• **Problem to work on**
Reproduce the whole listing below line for line, with no changes of any kind.
::::::::
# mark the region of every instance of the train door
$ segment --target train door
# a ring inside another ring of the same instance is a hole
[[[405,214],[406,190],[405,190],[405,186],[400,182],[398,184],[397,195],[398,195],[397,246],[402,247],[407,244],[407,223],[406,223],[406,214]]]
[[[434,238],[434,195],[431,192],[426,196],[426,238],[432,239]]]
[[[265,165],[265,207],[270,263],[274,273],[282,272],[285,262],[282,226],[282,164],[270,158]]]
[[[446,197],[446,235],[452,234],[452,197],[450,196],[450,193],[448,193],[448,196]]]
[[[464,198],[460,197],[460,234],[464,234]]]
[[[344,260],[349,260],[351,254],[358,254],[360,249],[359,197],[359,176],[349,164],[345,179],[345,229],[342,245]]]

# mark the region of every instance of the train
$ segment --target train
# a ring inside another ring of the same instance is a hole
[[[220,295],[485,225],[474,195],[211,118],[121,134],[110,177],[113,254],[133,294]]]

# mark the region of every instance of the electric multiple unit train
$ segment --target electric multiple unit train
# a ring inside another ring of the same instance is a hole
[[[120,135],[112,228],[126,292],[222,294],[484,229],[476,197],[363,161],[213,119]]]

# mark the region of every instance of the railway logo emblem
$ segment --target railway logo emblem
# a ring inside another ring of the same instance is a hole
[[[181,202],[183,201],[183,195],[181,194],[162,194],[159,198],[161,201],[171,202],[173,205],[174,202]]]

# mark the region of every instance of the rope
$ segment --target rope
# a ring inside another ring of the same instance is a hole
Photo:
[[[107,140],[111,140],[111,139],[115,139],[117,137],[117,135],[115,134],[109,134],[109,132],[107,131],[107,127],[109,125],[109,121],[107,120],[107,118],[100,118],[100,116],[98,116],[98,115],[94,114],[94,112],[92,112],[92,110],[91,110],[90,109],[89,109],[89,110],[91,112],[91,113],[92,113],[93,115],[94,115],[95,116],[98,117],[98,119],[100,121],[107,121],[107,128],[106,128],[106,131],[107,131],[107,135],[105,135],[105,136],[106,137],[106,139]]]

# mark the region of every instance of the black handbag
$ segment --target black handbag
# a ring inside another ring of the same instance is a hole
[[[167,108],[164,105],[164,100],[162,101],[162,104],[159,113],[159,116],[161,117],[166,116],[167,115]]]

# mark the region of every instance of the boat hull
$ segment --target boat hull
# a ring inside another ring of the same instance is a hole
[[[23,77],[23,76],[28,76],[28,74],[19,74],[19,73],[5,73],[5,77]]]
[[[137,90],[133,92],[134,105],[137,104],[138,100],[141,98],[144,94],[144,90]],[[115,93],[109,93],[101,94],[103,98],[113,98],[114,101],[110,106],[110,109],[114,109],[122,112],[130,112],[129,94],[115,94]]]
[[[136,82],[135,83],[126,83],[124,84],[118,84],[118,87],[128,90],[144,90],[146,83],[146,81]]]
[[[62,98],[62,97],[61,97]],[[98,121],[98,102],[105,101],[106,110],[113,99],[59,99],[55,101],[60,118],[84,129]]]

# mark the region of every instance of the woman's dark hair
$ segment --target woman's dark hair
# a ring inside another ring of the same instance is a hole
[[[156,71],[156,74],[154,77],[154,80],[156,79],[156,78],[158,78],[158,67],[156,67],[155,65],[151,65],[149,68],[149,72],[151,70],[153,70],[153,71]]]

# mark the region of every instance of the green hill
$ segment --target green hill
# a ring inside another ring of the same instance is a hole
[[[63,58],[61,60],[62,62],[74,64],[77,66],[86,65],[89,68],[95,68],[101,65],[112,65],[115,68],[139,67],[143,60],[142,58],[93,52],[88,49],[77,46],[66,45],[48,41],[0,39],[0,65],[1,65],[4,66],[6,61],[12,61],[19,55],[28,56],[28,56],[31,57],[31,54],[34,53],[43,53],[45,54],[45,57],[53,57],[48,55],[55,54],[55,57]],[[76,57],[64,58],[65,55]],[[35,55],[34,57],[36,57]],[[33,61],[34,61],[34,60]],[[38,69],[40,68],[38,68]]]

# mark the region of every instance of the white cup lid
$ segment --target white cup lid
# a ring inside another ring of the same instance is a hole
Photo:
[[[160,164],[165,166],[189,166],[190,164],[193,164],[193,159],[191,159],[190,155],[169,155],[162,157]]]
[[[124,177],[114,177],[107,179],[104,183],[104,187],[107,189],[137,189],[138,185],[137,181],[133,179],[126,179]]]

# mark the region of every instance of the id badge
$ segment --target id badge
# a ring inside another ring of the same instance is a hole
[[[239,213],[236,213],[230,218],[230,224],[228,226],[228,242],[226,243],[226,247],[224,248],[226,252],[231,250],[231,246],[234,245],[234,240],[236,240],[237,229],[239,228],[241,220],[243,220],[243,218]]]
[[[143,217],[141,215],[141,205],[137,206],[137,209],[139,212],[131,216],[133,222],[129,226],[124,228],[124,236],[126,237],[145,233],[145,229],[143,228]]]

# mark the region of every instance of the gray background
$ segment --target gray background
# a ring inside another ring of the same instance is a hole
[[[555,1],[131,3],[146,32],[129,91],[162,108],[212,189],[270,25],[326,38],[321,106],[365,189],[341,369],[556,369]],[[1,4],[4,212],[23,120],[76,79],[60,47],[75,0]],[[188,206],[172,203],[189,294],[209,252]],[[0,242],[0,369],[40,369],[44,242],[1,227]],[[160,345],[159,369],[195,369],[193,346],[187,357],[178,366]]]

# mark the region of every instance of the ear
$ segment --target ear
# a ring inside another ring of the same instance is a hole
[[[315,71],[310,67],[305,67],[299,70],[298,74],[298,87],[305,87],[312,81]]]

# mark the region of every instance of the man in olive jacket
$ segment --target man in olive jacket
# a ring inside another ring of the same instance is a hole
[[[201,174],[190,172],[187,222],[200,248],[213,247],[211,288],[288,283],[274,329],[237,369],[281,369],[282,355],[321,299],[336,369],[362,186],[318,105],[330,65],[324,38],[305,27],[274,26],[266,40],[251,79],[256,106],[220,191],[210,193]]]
::::::::
• **Written reply**
# mark the region of every instance of the train door
$ segment --target train door
# a ring inside another ring of the same instance is a hole
[[[405,214],[406,190],[405,190],[405,186],[400,182],[398,184],[397,195],[398,195],[397,246],[402,247],[407,244],[407,223],[406,223],[406,214]]]
[[[434,238],[434,195],[431,192],[426,196],[426,238],[432,239]]]
[[[265,165],[265,207],[270,263],[274,273],[282,272],[285,262],[282,226],[282,164],[270,158]]]
[[[446,197],[446,235],[452,234],[452,197],[450,196],[450,193],[448,193],[448,196]]]
[[[464,198],[460,197],[460,234],[464,234]]]
[[[344,260],[349,260],[351,254],[358,254],[360,249],[359,197],[359,176],[349,164],[345,179],[345,229],[342,245]]]

# mark the region of every instance of the train
$ segment --target train
# a ring inside another ring of the same instance is a hole
[[[220,295],[485,225],[474,195],[211,118],[121,134],[110,177],[113,254],[133,294]]]

# mark the region of every instance of the electric multiple unit train
$ segment --target electric multiple unit train
# a ring inside another ring of the same instance is a hole
[[[120,135],[112,228],[126,292],[222,294],[484,229],[476,197],[363,161],[213,119]]]

# mark the region of every instance of the railway logo emblem
$ segment --target railway logo emblem
# a ring inside another ring of the same instance is a hole
[[[181,202],[183,201],[183,195],[181,194],[162,194],[159,198],[161,201],[171,202],[173,205],[174,202]]]

# mark the region of every instance of the rope
$ segment --target rope
# a ring inside another ring of the same instance is a hole
Photo:
[[[107,140],[111,140],[111,139],[115,139],[117,137],[117,135],[115,134],[109,134],[109,132],[107,131],[107,127],[109,125],[109,121],[107,120],[107,118],[100,118],[100,116],[98,116],[98,115],[94,114],[94,112],[92,112],[92,110],[91,110],[90,109],[89,109],[89,110],[91,112],[91,113],[92,113],[93,115],[94,115],[95,116],[98,117],[98,119],[100,121],[107,121],[107,128],[106,128],[106,131],[107,131],[107,135],[105,135],[105,136],[106,137],[106,139]]]

# mark the region of every instance of the black handbag
$ segment --target black handbag
# a ring inside another ring of the same instance is a hole
[[[167,108],[164,105],[164,100],[162,101],[162,104],[159,113],[159,116],[161,117],[166,116],[167,115]]]

# mark the region of every instance of the boat hull
$ segment --target boat hull
# a ring inside another ring of the same instance is a hole
[[[23,77],[23,76],[28,76],[28,74],[19,74],[19,73],[5,73],[5,77]]]
[[[137,90],[133,92],[134,105],[137,104],[138,100],[141,98],[144,94],[144,90]],[[115,93],[109,93],[101,94],[103,98],[113,98],[114,101],[110,106],[110,109],[114,109],[122,112],[130,112],[129,94],[115,94]]]
[[[136,82],[135,83],[126,83],[124,84],[118,84],[118,87],[128,90],[144,90],[146,83],[146,81]]]
[[[62,98],[62,97],[61,97]],[[98,121],[98,102],[105,101],[106,110],[113,99],[59,99],[55,101],[60,118],[84,129]]]

# mark the region of every instance of the woman's dark hair
$ segment --target woman's dark hair
# a ring inside another ring of the same instance is a hole
[[[156,71],[156,74],[154,77],[154,80],[156,79],[156,78],[158,78],[158,67],[156,67],[155,65],[151,65],[149,68],[149,72],[151,70],[153,70],[153,71]]]

# mark the region of every instance of the green hill
$ segment --target green hill
# a ring inside another ring of the same instance is a hole
[[[63,58],[61,60],[62,62],[74,64],[77,66],[86,65],[89,68],[95,68],[101,65],[112,65],[115,68],[139,67],[143,60],[142,58],[93,52],[88,49],[77,46],[66,45],[48,41],[0,39],[0,65],[1,65],[4,66],[6,61],[12,61],[19,55],[28,56],[28,56],[31,57],[31,54],[34,53],[43,53],[45,54],[45,57],[53,57],[48,55],[55,54],[55,57]],[[76,57],[64,58],[65,55]],[[35,55],[34,57],[36,57]],[[33,61],[34,61],[34,60]],[[38,69],[40,68],[38,68]]]

# mark the region of every instance of the white cup lid
$ segment --target white cup lid
# a ring inside another ring of the same instance is a hole
Photo:
[[[160,164],[165,166],[189,166],[190,164],[193,164],[193,159],[191,159],[190,155],[169,155],[162,157]]]
[[[124,177],[114,177],[107,179],[104,183],[104,187],[107,189],[137,189],[138,185],[137,181],[133,179],[126,179]]]

# mark the region of every instance of the id badge
$ segment --target id badge
# a ring inside another ring of the same instance is a hole
[[[239,213],[236,213],[230,218],[230,224],[228,226],[228,242],[226,243],[226,247],[224,248],[226,252],[231,250],[231,246],[234,245],[234,240],[236,240],[237,229],[239,228],[241,220],[243,220],[243,218]]]
[[[143,217],[141,215],[141,205],[137,206],[137,209],[139,212],[131,216],[133,222],[129,226],[124,228],[124,236],[126,237],[145,233],[145,229],[143,228]]]

# mark the region of every instance of the gray background
$ segment --target gray background
# a ring inside another ring of the same instance is a hole
[[[555,1],[131,3],[146,32],[129,91],[162,108],[212,189],[270,25],[326,38],[321,106],[365,189],[341,369],[556,369]],[[1,4],[4,212],[23,120],[76,79],[60,47],[75,0]],[[188,206],[172,203],[189,294],[209,252]],[[0,242],[0,369],[40,369],[44,242],[1,227]],[[160,345],[159,369],[195,369],[193,346],[187,357],[178,366]]]

# mark the region of every instance of the ear
$ segment --target ear
# a ring inside another ring of the same instance is a hole
[[[315,71],[310,67],[305,67],[299,70],[298,74],[298,87],[305,87],[312,81]]]

# mark the region of every instance of the man in olive jacket
$ segment --target man in olive jacket
# a ring inside another ring of the same instance is a hole
[[[201,174],[190,172],[187,222],[200,248],[213,247],[211,288],[288,283],[274,329],[237,369],[281,369],[282,355],[321,299],[336,369],[362,186],[318,105],[330,65],[324,38],[305,27],[274,26],[266,40],[251,79],[256,106],[220,191],[210,193]]]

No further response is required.